Required work:
Please copy the lines that begin with the one containing "white candle in this photo" and end with the one containing "[756,511,836,553]", including both of those lines, character for character.

[Rows of box annotation data]
--------------------------------

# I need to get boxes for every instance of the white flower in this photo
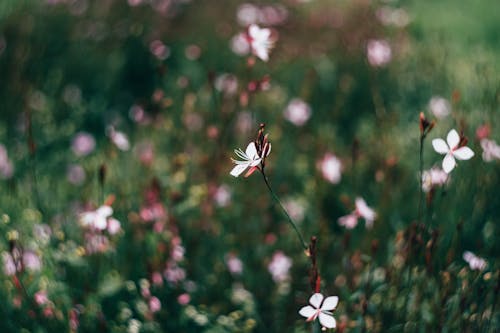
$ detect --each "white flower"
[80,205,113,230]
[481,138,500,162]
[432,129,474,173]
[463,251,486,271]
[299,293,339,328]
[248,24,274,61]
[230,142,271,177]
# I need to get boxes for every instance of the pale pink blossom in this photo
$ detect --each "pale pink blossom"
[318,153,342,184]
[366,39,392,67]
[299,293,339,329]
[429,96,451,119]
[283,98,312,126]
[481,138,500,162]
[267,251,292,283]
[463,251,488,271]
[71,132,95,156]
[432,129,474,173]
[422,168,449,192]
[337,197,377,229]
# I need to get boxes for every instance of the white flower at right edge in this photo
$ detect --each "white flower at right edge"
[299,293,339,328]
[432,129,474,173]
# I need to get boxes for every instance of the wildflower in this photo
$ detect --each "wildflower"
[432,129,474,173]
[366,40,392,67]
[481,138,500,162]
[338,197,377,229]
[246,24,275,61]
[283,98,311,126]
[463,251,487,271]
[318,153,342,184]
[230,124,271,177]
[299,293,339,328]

--------------------------------

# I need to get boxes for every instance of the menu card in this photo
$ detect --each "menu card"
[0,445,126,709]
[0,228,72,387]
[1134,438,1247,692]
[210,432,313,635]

--------------------------------

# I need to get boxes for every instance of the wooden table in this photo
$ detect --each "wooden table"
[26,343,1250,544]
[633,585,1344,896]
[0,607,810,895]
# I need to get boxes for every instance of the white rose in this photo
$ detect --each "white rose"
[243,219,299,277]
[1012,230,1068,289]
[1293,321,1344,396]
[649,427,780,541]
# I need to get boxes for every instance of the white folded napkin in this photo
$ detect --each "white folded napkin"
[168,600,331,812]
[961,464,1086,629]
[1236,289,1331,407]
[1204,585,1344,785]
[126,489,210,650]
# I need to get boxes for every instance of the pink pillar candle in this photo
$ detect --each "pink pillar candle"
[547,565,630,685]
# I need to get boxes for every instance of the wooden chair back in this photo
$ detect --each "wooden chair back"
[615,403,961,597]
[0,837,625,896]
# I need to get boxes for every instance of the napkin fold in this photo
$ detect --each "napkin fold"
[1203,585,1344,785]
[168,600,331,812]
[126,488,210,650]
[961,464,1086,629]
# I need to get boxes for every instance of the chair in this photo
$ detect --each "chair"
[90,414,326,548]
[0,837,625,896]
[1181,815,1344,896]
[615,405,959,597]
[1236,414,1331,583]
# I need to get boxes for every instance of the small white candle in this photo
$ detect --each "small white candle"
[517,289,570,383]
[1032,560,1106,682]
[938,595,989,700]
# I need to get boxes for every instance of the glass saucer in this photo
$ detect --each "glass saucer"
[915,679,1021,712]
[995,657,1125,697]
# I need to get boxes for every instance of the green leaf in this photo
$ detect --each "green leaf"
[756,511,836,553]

--------------------------------

Problem solution:
# I need to get boxes for every instance of the small white candle in this photo
$ detect --each "small white candle"
[517,289,570,383]
[1032,560,1106,682]
[938,595,989,700]
# I need to get boxes for every instance of the glass saucer in this photo
$ detect --each "glass saucer"
[915,679,1021,712]
[995,657,1125,697]
# I need to get boxes for every instance of the green leaf in this photo
$ detect --each "green leaf"
[756,511,836,553]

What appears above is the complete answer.